→ Image location labeling entries:
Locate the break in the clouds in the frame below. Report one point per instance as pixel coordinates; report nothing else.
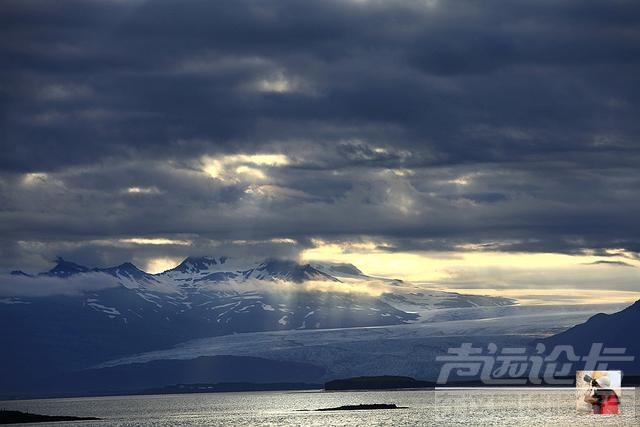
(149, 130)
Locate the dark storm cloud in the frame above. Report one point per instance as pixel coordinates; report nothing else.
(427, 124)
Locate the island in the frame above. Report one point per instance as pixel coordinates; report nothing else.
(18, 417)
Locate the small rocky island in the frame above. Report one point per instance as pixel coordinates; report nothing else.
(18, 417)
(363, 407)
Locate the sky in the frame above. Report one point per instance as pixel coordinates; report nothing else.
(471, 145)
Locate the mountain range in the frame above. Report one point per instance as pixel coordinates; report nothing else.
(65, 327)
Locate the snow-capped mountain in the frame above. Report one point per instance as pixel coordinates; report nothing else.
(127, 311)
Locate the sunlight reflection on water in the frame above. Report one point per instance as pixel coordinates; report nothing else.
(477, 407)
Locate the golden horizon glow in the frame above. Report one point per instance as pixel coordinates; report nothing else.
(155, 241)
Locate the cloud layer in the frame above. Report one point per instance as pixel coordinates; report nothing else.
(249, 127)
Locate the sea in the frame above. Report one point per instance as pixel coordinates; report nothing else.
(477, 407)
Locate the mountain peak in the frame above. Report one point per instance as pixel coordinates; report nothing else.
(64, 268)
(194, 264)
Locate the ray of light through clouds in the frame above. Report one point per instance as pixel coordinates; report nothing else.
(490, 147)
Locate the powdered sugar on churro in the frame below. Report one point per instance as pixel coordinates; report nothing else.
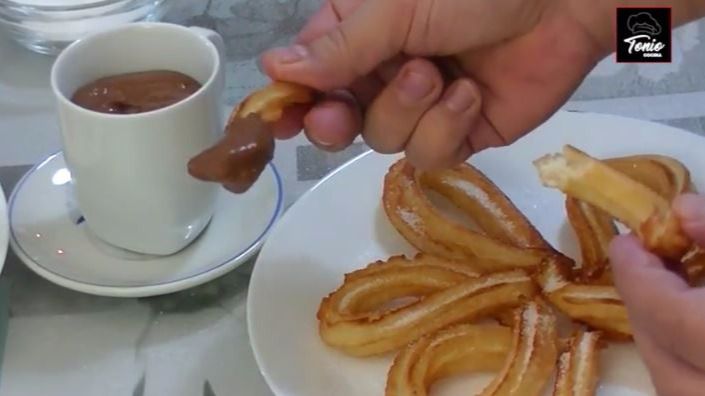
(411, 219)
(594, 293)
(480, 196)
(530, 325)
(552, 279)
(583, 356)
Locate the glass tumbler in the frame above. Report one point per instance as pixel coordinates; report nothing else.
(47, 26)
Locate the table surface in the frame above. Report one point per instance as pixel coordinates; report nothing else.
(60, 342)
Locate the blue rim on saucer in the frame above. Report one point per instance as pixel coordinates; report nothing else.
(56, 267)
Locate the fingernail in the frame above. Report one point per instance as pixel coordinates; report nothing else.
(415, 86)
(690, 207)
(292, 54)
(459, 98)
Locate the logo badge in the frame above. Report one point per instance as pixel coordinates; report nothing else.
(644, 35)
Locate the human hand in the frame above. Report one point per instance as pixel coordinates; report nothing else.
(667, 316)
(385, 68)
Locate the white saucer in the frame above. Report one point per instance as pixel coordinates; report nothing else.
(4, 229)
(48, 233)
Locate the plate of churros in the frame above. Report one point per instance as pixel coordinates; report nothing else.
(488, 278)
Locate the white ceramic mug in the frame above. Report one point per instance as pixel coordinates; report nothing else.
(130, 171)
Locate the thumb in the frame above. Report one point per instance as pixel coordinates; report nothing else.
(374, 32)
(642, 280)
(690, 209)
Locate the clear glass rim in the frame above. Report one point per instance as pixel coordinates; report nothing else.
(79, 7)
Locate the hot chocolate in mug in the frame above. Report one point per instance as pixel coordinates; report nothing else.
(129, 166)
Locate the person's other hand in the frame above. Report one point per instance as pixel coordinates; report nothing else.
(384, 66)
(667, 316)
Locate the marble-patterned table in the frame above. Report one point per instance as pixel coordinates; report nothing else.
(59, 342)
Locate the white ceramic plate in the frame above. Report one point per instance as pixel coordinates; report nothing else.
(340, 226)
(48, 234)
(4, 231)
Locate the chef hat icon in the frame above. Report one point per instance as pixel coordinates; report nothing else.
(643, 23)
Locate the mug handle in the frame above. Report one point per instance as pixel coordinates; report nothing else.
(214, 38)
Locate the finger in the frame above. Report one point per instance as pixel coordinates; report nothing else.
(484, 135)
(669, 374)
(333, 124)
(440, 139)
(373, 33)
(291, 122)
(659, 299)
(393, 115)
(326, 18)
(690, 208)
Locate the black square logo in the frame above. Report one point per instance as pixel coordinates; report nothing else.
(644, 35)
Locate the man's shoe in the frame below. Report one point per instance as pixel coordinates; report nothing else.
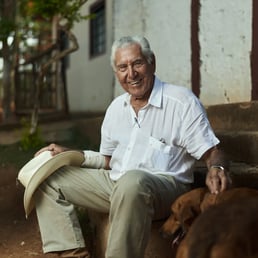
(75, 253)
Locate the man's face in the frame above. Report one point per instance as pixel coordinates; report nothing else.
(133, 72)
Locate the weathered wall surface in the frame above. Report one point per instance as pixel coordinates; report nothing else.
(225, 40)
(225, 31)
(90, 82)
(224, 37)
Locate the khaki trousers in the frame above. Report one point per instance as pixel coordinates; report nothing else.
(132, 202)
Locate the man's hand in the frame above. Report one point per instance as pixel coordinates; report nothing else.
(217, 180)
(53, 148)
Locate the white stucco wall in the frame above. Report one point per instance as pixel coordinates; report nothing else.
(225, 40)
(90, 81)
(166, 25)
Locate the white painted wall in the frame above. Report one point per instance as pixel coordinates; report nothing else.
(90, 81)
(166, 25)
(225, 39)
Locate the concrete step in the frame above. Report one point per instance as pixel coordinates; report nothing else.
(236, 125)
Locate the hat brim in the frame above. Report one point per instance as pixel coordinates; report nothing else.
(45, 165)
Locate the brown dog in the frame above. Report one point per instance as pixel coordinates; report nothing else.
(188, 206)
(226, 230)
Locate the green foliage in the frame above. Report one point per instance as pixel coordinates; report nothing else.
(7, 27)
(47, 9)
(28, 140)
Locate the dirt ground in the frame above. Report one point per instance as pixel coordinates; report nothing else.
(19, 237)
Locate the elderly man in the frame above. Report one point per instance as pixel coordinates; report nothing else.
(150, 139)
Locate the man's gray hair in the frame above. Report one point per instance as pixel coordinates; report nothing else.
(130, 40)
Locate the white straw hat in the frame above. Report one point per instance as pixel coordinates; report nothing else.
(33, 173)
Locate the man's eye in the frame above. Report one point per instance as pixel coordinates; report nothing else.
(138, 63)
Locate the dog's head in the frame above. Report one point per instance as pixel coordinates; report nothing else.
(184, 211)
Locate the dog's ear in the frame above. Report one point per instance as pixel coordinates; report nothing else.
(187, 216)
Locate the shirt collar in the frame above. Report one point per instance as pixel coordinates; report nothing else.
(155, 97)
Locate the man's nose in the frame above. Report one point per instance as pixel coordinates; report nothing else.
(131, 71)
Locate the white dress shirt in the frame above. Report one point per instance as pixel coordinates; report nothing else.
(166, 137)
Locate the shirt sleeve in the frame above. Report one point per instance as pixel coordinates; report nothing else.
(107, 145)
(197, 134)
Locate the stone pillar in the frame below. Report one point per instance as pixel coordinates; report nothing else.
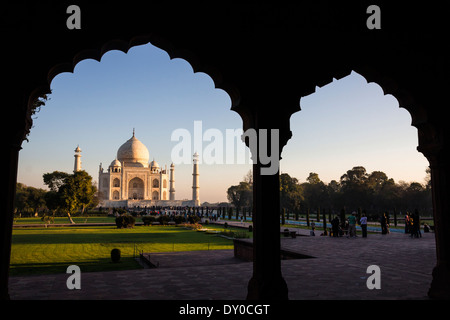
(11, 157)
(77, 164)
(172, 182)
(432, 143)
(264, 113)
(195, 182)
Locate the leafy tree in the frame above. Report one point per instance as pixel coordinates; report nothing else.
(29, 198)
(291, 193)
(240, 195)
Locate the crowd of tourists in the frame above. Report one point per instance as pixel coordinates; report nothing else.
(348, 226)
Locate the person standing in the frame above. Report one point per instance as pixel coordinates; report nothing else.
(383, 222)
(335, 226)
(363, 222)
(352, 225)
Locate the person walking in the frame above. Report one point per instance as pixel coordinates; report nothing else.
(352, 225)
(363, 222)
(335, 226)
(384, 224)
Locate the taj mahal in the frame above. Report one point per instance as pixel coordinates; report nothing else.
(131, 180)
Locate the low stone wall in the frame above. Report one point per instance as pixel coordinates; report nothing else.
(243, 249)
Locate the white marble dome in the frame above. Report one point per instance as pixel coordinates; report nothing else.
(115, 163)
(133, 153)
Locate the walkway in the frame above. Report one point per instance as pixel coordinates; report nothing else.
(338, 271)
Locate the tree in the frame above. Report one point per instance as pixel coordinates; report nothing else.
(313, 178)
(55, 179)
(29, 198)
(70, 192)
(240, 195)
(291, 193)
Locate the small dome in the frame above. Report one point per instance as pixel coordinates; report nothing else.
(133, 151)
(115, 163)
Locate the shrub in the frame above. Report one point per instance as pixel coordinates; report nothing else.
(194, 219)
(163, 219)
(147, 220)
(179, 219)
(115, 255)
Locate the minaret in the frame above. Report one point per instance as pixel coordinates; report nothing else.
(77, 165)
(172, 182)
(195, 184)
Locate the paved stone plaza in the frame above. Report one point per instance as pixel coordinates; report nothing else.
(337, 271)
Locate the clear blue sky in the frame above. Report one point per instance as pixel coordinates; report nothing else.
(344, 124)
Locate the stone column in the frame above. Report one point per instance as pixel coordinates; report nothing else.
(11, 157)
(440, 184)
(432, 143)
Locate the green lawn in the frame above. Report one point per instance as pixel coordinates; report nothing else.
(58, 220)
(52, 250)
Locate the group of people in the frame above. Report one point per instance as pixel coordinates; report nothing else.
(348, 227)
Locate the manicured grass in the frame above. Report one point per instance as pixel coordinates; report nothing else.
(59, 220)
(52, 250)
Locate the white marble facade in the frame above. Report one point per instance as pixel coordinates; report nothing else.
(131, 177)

→ WHAT YOU ARE ASKED TO DO: Return exactly the lines from the line bearing "Locate the walkway" to the end of the records, inclusive of both; include no other lines.

→ ANSWER TO THIS EXERCISE:
Locate the walkway in the frame above. Report one point per instance as pixel coordinates; report nothing else.
(338, 271)
Locate the tree in the frame above. Report one point per instance as pixel coordinates; report nothing else.
(313, 178)
(55, 179)
(29, 198)
(70, 192)
(240, 195)
(291, 193)
Locate the small dome in the frame above. Report one point per instance as pixel coordinates; report nothing else.
(133, 151)
(115, 163)
Locate the shrub in the frame above. Report one point per instance as pixel coordinates; report nothing else.
(194, 219)
(163, 219)
(147, 220)
(179, 219)
(115, 255)
Locate the minaret in the frame above. Report one point per instance as pixel coordinates; report nothing else.
(77, 165)
(172, 182)
(195, 184)
Locate the paved stone plaza in the frame above. Report one point per instance as pixel coordinates; report nothing else.
(337, 271)
Locate the clear blue sky in the frame above. Report one point per instance as pixel coordinates; report nothing else.
(344, 124)
Locate the stone column in the frame above. Report one point per instance as pixel coordinates; report nothing else.
(11, 157)
(440, 184)
(432, 143)
Locate the green lawn in the frame above. Report one point per instance as pixel coordinates; report nothing else.
(58, 220)
(52, 250)
Locate the group of people in the frame above. Report one point per instance as pixel coordinates; report nothing else.
(348, 227)
Locate the manicured grass in the frame above. Report one point per instance as pixel coordinates; report nothing else.
(59, 220)
(52, 250)
Locate the white marble facade in the frame above. Report one point per instance as pixel coordinates; report nothing else.
(131, 177)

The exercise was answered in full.